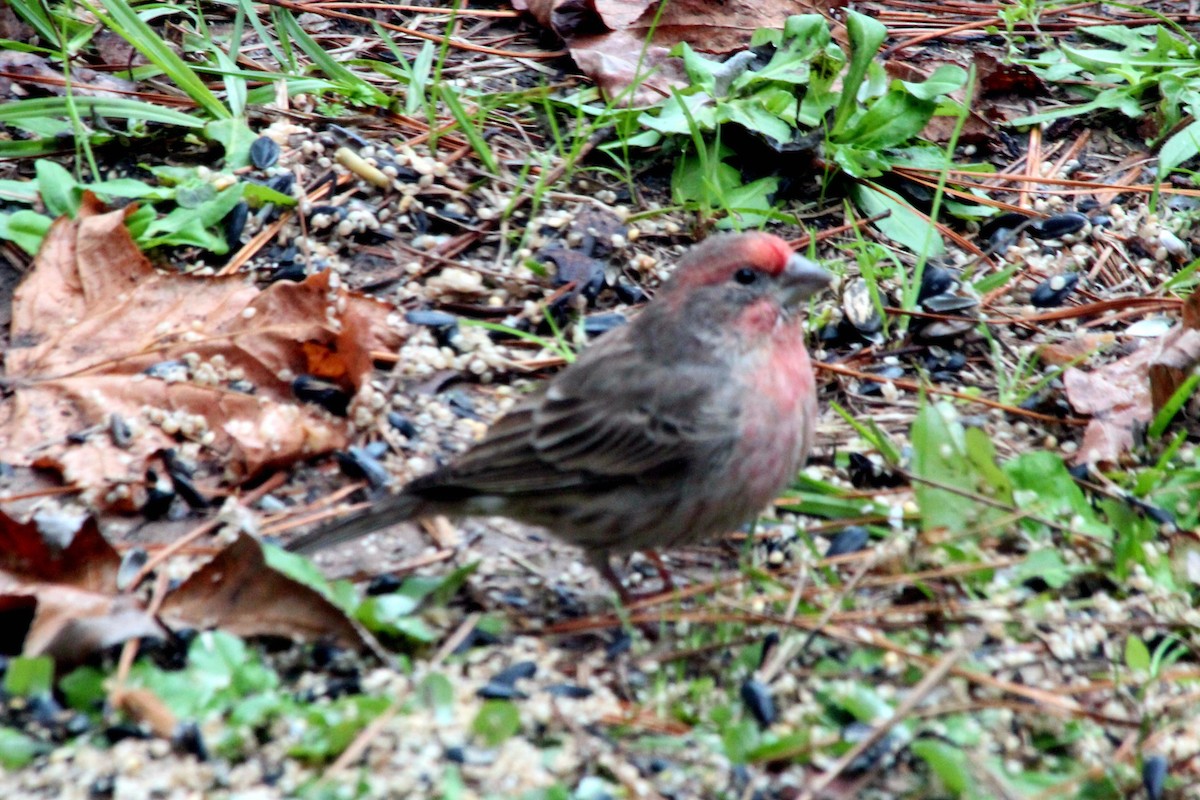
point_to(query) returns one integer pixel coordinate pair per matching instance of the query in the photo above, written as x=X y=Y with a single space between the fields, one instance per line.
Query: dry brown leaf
x=1117 y=397
x=1123 y=396
x=1060 y=354
x=1177 y=356
x=613 y=41
x=239 y=593
x=69 y=589
x=94 y=316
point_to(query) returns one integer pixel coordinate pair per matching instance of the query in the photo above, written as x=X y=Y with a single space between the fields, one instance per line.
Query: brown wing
x=581 y=431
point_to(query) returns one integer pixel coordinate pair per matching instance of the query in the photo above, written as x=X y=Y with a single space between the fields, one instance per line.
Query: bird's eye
x=745 y=276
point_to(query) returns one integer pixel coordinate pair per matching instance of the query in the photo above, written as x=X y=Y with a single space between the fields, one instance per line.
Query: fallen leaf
x=97 y=331
x=618 y=41
x=1123 y=396
x=239 y=593
x=67 y=591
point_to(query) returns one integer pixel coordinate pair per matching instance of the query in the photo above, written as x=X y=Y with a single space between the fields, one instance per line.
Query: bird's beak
x=802 y=278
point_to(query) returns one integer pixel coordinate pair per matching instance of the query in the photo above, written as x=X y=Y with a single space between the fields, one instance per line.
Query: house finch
x=673 y=428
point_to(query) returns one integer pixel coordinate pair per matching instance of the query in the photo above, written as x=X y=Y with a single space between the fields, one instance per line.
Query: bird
x=675 y=428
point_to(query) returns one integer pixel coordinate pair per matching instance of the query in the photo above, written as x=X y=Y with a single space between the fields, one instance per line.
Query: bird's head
x=756 y=272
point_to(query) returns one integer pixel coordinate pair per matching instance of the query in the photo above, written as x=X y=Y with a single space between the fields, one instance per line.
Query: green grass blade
x=125 y=22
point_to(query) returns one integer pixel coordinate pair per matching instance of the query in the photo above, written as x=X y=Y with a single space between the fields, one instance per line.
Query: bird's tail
x=389 y=511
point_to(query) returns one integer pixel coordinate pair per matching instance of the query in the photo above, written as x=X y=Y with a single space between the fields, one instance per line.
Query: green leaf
x=58 y=188
x=24 y=228
x=1180 y=148
x=949 y=763
x=939 y=456
x=1047 y=565
x=234 y=137
x=1043 y=486
x=904 y=223
x=195 y=226
x=115 y=107
x=437 y=692
x=29 y=677
x=84 y=689
x=18 y=750
x=123 y=19
x=946 y=79
x=867 y=36
x=888 y=121
x=497 y=722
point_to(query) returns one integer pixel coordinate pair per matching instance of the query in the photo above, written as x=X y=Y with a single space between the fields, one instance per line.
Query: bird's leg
x=599 y=560
x=603 y=565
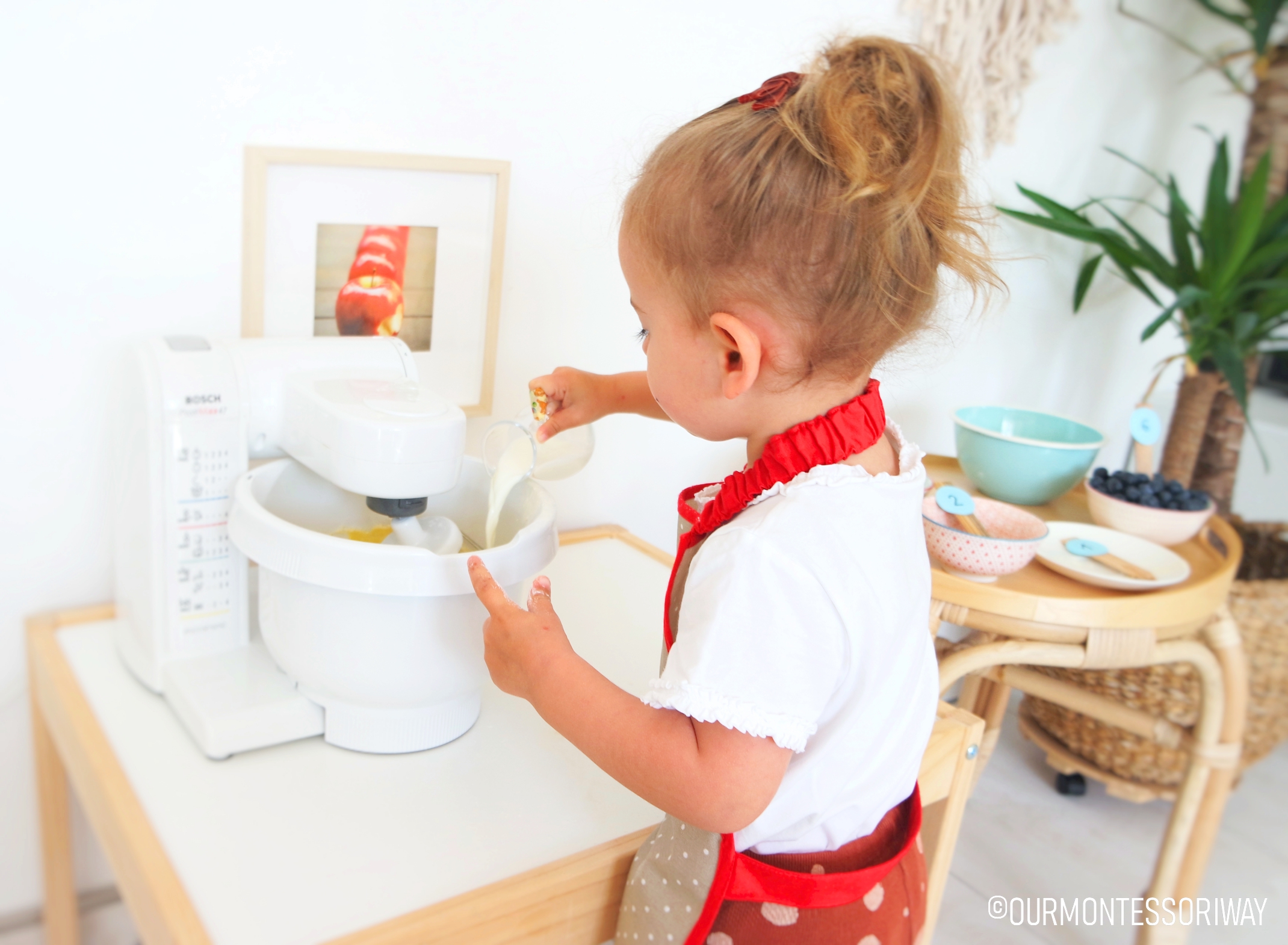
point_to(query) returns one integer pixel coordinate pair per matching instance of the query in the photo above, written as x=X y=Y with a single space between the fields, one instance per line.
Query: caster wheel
x=1072 y=784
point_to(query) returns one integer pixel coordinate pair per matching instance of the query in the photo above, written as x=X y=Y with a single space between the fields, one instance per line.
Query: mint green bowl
x=1023 y=456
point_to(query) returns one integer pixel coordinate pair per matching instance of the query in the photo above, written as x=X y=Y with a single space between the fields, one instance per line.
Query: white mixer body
x=385 y=637
x=383 y=640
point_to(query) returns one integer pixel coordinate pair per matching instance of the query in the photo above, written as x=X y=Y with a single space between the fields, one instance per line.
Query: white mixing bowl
x=387 y=639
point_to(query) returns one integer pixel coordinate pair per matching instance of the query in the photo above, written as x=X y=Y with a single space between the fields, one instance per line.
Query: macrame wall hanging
x=988 y=45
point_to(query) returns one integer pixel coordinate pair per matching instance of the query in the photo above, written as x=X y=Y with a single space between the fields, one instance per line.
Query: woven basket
x=1172 y=692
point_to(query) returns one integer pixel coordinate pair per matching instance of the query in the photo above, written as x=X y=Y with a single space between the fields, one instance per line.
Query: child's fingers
x=486 y=587
x=539 y=598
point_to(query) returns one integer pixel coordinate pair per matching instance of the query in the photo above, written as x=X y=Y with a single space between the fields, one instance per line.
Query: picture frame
x=306 y=210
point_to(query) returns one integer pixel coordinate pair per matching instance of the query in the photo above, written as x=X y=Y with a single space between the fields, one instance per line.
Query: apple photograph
x=375 y=280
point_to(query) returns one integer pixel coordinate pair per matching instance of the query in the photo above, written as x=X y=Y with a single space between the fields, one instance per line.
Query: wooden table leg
x=1225 y=642
x=62 y=920
x=991 y=706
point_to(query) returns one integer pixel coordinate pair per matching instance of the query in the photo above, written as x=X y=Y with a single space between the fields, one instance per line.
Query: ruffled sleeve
x=760 y=646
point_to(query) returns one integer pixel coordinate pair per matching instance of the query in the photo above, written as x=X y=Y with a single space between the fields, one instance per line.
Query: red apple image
x=369 y=306
x=389 y=243
x=374 y=264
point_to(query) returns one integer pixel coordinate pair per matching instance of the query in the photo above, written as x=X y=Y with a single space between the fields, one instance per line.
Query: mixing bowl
x=385 y=637
x=1023 y=456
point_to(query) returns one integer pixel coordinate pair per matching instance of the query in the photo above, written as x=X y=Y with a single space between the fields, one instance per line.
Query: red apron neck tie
x=829 y=438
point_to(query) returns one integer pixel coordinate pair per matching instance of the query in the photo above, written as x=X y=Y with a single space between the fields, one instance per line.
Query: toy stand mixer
x=378 y=646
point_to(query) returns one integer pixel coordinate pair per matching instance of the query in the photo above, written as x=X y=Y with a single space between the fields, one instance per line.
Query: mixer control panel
x=206 y=573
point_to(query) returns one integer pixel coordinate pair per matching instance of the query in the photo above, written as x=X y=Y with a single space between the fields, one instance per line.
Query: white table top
x=305 y=842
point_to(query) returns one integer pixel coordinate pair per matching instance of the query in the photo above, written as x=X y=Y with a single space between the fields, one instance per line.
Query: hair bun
x=873 y=108
x=838 y=208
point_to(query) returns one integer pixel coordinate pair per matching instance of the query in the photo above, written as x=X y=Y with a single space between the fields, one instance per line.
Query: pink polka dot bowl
x=1014 y=536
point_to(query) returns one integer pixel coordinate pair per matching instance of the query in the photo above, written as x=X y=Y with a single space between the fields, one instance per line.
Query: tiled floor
x=1023 y=840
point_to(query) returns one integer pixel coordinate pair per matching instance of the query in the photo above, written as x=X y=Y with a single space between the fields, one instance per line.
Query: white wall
x=120 y=214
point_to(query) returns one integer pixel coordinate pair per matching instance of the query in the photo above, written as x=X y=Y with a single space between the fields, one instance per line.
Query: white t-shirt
x=805 y=619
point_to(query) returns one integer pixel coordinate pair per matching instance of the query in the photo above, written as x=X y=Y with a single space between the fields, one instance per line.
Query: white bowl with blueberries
x=1160 y=510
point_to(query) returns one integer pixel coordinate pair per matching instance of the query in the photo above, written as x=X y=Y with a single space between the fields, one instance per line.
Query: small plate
x=1167 y=566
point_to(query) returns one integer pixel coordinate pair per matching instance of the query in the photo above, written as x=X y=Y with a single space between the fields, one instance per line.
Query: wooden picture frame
x=255 y=237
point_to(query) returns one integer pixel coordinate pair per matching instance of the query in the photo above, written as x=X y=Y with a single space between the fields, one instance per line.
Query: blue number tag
x=1082 y=548
x=955 y=501
x=1145 y=427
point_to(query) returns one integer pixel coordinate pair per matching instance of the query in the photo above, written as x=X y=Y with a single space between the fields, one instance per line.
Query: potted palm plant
x=1221 y=282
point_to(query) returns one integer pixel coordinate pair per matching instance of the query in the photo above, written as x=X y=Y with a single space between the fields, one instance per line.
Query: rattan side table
x=1037 y=617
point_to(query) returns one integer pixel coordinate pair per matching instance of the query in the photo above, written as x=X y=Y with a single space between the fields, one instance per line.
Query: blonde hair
x=835 y=210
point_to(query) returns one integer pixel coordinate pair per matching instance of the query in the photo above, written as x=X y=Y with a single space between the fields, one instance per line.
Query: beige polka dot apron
x=689 y=886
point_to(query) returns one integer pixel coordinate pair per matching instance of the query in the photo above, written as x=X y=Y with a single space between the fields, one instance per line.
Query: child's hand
x=518 y=645
x=574 y=398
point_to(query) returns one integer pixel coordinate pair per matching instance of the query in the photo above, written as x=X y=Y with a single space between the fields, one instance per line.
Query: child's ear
x=741 y=353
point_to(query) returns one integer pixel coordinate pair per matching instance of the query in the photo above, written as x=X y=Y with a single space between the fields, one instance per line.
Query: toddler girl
x=776 y=249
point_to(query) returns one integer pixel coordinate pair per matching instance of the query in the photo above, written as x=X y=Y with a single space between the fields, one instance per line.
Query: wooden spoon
x=1082 y=548
x=959 y=504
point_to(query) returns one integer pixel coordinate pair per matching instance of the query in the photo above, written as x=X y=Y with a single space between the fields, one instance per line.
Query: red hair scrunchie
x=772 y=91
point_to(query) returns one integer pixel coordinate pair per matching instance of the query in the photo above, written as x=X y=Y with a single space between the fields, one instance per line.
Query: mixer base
x=394 y=732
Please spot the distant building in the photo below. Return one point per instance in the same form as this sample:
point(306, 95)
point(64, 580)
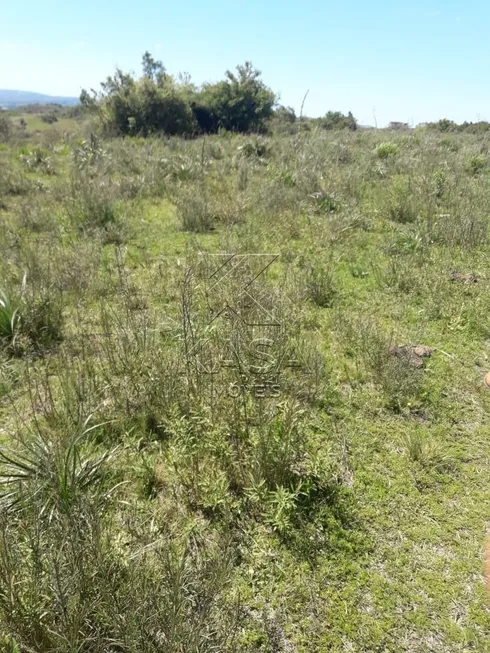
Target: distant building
point(399, 126)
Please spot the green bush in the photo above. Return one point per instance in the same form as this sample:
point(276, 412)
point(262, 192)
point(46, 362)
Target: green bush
point(337, 120)
point(385, 150)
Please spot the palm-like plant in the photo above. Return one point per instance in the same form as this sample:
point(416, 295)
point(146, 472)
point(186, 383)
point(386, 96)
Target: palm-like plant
point(9, 318)
point(53, 473)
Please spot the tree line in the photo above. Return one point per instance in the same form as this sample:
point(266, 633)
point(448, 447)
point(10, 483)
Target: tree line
point(158, 102)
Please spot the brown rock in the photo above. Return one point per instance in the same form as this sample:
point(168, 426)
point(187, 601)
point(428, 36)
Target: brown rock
------------------------------
ASSIGNMENT
If a line of the listing contains the word "rock", count it, then state only the total.

RESPONSE TO THIS EXERCISE
2